TASK GOAL - Copy verbatim the block of lines in the entries below whose first line contains "Could you identify the white lower" and whose last line contains "Could you identify the upper". Leave out all other lines.

======

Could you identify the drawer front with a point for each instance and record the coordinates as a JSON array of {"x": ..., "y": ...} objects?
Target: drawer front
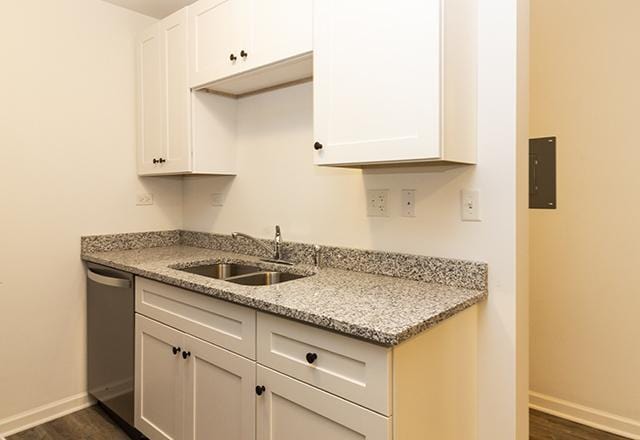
[
  {"x": 350, "y": 368},
  {"x": 222, "y": 323},
  {"x": 292, "y": 410}
]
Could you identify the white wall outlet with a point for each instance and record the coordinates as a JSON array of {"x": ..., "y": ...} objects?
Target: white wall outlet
[
  {"x": 144, "y": 199},
  {"x": 217, "y": 199},
  {"x": 408, "y": 203},
  {"x": 377, "y": 203},
  {"x": 470, "y": 205}
]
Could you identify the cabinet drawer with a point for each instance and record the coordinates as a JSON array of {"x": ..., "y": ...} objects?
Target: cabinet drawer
[
  {"x": 222, "y": 323},
  {"x": 291, "y": 410},
  {"x": 350, "y": 368}
]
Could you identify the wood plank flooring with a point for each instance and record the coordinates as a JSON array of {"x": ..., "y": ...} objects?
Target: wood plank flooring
[
  {"x": 92, "y": 423},
  {"x": 546, "y": 427}
]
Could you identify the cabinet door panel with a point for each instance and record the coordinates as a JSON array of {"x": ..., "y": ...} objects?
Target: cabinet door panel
[
  {"x": 376, "y": 81},
  {"x": 215, "y": 28},
  {"x": 280, "y": 29},
  {"x": 292, "y": 410},
  {"x": 219, "y": 393},
  {"x": 158, "y": 373},
  {"x": 176, "y": 93},
  {"x": 150, "y": 117}
]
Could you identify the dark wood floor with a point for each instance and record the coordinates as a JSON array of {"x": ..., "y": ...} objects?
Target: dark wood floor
[
  {"x": 93, "y": 424},
  {"x": 545, "y": 427}
]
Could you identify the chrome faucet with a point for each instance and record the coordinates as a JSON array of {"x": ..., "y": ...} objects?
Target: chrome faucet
[{"x": 275, "y": 251}]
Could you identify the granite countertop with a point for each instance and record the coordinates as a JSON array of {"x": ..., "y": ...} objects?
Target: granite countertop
[{"x": 381, "y": 309}]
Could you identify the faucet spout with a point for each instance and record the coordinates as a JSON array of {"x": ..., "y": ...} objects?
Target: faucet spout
[{"x": 275, "y": 251}]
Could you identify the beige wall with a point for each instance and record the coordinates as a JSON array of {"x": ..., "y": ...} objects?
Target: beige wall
[
  {"x": 585, "y": 280},
  {"x": 277, "y": 183},
  {"x": 67, "y": 148}
]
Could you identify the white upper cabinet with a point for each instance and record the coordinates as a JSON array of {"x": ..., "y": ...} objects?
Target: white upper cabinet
[
  {"x": 232, "y": 37},
  {"x": 216, "y": 30},
  {"x": 179, "y": 132},
  {"x": 394, "y": 82}
]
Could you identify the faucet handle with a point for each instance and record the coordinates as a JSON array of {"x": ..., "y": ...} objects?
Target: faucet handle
[{"x": 316, "y": 255}]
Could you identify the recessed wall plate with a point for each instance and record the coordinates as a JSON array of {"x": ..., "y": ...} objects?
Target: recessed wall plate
[{"x": 377, "y": 203}]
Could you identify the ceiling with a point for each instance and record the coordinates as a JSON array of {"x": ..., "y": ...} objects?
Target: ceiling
[{"x": 153, "y": 8}]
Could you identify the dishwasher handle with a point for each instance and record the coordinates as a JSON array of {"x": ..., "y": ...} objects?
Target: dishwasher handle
[{"x": 120, "y": 283}]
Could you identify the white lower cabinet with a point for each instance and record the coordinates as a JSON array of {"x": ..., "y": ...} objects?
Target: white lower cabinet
[
  {"x": 291, "y": 410},
  {"x": 189, "y": 389}
]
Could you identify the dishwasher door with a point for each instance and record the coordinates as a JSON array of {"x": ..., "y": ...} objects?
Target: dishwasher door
[{"x": 110, "y": 339}]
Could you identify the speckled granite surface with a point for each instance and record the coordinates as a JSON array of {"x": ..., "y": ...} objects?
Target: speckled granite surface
[{"x": 381, "y": 309}]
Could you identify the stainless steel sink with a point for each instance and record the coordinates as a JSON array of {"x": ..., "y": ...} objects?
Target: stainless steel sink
[
  {"x": 264, "y": 278},
  {"x": 222, "y": 271},
  {"x": 242, "y": 274}
]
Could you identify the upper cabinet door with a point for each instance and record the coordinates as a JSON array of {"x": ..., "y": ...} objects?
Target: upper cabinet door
[
  {"x": 150, "y": 113},
  {"x": 176, "y": 94},
  {"x": 280, "y": 29},
  {"x": 216, "y": 29},
  {"x": 377, "y": 81},
  {"x": 220, "y": 396}
]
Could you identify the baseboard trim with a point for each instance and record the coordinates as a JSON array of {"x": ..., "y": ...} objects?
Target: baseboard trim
[
  {"x": 584, "y": 415},
  {"x": 45, "y": 413}
]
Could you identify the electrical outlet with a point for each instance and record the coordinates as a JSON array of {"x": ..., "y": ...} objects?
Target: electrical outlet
[
  {"x": 377, "y": 203},
  {"x": 144, "y": 199},
  {"x": 408, "y": 203},
  {"x": 470, "y": 201},
  {"x": 217, "y": 199}
]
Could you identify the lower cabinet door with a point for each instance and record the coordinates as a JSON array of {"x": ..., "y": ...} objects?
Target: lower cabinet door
[
  {"x": 291, "y": 410},
  {"x": 158, "y": 376},
  {"x": 220, "y": 393}
]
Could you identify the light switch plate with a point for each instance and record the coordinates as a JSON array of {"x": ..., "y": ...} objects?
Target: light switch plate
[
  {"x": 377, "y": 200},
  {"x": 144, "y": 199},
  {"x": 217, "y": 199},
  {"x": 408, "y": 202},
  {"x": 470, "y": 205}
]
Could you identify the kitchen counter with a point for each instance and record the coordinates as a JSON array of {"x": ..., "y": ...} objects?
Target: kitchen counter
[{"x": 381, "y": 309}]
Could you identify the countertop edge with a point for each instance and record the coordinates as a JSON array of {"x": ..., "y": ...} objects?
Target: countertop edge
[{"x": 345, "y": 328}]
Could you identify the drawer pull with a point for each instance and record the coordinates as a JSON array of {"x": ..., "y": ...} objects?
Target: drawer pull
[{"x": 312, "y": 357}]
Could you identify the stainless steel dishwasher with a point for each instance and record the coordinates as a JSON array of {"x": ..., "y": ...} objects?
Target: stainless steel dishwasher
[{"x": 110, "y": 340}]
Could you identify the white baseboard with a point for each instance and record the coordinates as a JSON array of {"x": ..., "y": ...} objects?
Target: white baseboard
[
  {"x": 584, "y": 415},
  {"x": 43, "y": 414}
]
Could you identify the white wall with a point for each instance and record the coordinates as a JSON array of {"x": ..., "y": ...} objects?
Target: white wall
[
  {"x": 67, "y": 148},
  {"x": 277, "y": 183},
  {"x": 585, "y": 349}
]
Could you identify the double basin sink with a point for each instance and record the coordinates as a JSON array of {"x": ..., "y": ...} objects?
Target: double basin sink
[{"x": 242, "y": 274}]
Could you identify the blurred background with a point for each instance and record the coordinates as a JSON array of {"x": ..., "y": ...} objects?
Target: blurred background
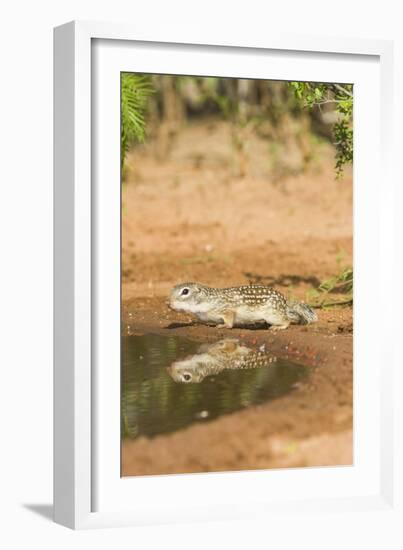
[{"x": 224, "y": 179}]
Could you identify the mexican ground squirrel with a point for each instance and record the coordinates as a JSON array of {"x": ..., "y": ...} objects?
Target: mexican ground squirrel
[{"x": 241, "y": 305}]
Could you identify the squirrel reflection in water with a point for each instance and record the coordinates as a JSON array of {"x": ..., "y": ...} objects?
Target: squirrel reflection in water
[{"x": 211, "y": 359}]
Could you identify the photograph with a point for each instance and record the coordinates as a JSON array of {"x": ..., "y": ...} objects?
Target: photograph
[{"x": 236, "y": 274}]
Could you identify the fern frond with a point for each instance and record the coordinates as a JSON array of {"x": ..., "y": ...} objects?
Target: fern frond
[{"x": 135, "y": 91}]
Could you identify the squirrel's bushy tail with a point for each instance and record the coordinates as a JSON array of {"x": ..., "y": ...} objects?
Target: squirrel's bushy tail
[{"x": 301, "y": 313}]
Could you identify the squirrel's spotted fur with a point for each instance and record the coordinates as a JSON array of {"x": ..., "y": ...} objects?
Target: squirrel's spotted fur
[{"x": 242, "y": 305}]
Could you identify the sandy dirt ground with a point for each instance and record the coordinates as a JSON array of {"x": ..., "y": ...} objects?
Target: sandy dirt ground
[{"x": 189, "y": 217}]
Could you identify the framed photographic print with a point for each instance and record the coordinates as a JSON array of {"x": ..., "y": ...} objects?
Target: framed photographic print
[{"x": 215, "y": 200}]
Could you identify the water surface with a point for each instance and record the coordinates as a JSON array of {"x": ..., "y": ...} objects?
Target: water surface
[{"x": 170, "y": 382}]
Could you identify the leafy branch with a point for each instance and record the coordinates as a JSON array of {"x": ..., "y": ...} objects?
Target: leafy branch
[
  {"x": 135, "y": 91},
  {"x": 341, "y": 96},
  {"x": 341, "y": 284}
]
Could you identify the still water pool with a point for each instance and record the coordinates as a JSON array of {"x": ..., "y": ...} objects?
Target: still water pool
[{"x": 170, "y": 382}]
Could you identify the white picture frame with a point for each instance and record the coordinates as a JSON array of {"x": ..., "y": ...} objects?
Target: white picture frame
[{"x": 88, "y": 490}]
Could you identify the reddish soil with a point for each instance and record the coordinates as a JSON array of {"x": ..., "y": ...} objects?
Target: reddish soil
[{"x": 190, "y": 217}]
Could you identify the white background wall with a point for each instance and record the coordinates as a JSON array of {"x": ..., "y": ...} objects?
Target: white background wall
[{"x": 26, "y": 267}]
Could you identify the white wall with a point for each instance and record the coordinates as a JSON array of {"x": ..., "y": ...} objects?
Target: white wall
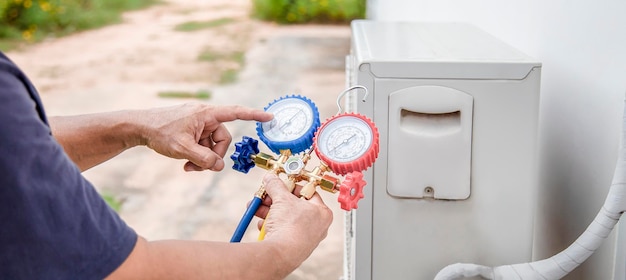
[{"x": 582, "y": 45}]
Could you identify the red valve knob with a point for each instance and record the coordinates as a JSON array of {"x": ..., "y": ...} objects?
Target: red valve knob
[{"x": 351, "y": 191}]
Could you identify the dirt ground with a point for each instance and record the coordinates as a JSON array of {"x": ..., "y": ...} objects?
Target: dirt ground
[{"x": 125, "y": 66}]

======

EXERCISE SOLUTION -
Could you identify the white lower cabinet with a point for each instance and record the coordinates as a JSON array of {"x": ..., "y": ...} objects?
Target: white lower cabinet
[
  {"x": 291, "y": 410},
  {"x": 189, "y": 389}
]
Could you identify the dishwasher door with a point for each instance and record the coordinates as a JSON array of {"x": ..., "y": ...} objects?
Target: dishwasher door
[{"x": 110, "y": 339}]
Could you identify the speckled granite surface with a point for each instance and record the coordinates as a JSON array of {"x": ..., "y": ...} objects?
Target: speckled granite surface
[{"x": 381, "y": 309}]
Could you identify the stainless steel sink with a point for each instance and record the coordinates as a JSON array of {"x": ..., "y": ...} objects?
Target: stainless steel sink
[
  {"x": 264, "y": 278},
  {"x": 222, "y": 271},
  {"x": 242, "y": 274}
]
Could you identify the upper cabinet door with a point for each instance and record the coordinates as a JSON array of {"x": ..., "y": ...} objects?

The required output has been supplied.